**Problem requirements:**
Give a verbatim copy of the lines below, minus the pictures.

**Extracted information:**
········
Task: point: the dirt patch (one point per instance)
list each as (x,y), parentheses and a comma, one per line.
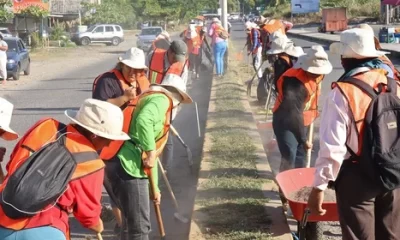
(303,193)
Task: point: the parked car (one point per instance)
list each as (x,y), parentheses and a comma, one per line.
(147,36)
(5,32)
(18,59)
(109,34)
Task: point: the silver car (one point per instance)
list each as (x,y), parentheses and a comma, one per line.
(147,36)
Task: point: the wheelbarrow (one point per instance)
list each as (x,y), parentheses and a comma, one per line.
(309,226)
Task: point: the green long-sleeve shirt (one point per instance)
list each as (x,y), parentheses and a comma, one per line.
(146,127)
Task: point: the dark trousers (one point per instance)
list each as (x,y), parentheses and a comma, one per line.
(292,152)
(365,211)
(132,197)
(168,152)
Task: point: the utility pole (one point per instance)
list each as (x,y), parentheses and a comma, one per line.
(224,13)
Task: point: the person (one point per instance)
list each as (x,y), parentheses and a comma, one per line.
(193,41)
(6,133)
(160,61)
(162,41)
(91,128)
(3,58)
(366,211)
(387,64)
(148,129)
(119,86)
(218,44)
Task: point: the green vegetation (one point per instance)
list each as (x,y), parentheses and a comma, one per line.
(230,198)
(355,8)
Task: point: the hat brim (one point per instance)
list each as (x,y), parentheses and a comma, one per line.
(71,114)
(9,134)
(326,69)
(133,64)
(340,49)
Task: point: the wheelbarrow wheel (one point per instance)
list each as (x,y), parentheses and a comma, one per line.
(312,231)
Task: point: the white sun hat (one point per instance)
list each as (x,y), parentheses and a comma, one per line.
(6,109)
(279,45)
(101,118)
(173,83)
(294,51)
(315,61)
(134,58)
(356,43)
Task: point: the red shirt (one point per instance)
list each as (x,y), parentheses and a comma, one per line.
(82,199)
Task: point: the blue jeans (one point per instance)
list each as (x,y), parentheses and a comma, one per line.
(219,52)
(292,152)
(40,233)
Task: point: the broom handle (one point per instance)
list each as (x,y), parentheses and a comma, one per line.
(310,140)
(156,206)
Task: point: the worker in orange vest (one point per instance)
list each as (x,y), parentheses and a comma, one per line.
(193,41)
(148,125)
(387,64)
(120,86)
(366,209)
(6,133)
(160,60)
(91,128)
(296,105)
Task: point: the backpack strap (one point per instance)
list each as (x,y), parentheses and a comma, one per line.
(367,89)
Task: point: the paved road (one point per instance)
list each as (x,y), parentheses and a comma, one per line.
········
**Response:**
Task: point: the dirt patch (one point per instance)
list each as (x,y), parentheses and a comma, one per line.
(303,193)
Task: point: the parked car (one point per instance)
list each as (x,y), parentheses and a comma, one per line.
(147,36)
(5,32)
(18,59)
(109,34)
Task: point: the silver car (one point per instance)
list each as (x,y), parentheses and a comma, one per line.
(147,36)
Task: point: the wheelbarrow (one point per instance)
list each as (x,y), parentheses and a comma, one per line.
(309,226)
Task: point: the green long-sleeve shirt (one point per instance)
list each as (x,y), parentheses and a comma, one per line.
(146,127)
Task: point: the dark trousers (one point per instance)
list each as (x,y), parentheses and a comma, one per line.
(292,152)
(365,211)
(132,197)
(168,152)
Task: point: the utility pole (one point per instance)
list each as (x,y), parentheses and a comma, one per line.
(224,13)
Task: point: the person (one point per instance)
list each as (x,y), parentheses and a comma, one per line.
(193,41)
(6,133)
(160,61)
(162,41)
(91,128)
(3,58)
(366,211)
(387,64)
(148,129)
(119,86)
(218,44)
Task: point: the green vegetation (one point per instance)
list each as (x,y), parentheses and a comma, one per line.
(230,198)
(355,8)
Task: point: the hat brim (one point per instance)
list each as (x,y), parentheses and a comma, one per line.
(71,114)
(9,134)
(326,69)
(133,64)
(340,49)
Task: point: the wheelbarrow wheel (one point per instance)
list each as (x,y), parentheses and a comma, one per line.
(312,231)
Task: point: the white sun hat (one point per instance)
list each as (x,y), parentheses and a comma, one per line.
(6,109)
(279,45)
(101,118)
(173,83)
(294,51)
(315,61)
(134,58)
(356,43)
Task: point: the red shirt (one point per instance)
list each as (x,y), parentheses and a comma, one per line.
(82,199)
Task: point: the blue jeans (one point per instance)
list each as (x,y), parentheses and a comma, one per line.
(219,52)
(292,152)
(40,233)
Task: point: the broom handle (one point per instance)
list each as (x,y), parentheses and a comma, one per line.
(310,140)
(156,206)
Task: point: the worker in orange vest (one point per instance)
list each as (x,y), parentheses and a comma, one per line.
(193,41)
(148,125)
(387,64)
(120,86)
(366,209)
(6,133)
(160,60)
(91,128)
(296,105)
Task: point: the backpack strap (one point per instance)
list each as (x,y), parentheses and a comma, one per line.
(367,89)
Task: point: the paved road (one point per instance)
list each as (x,y), parentheses and a comma, one per line.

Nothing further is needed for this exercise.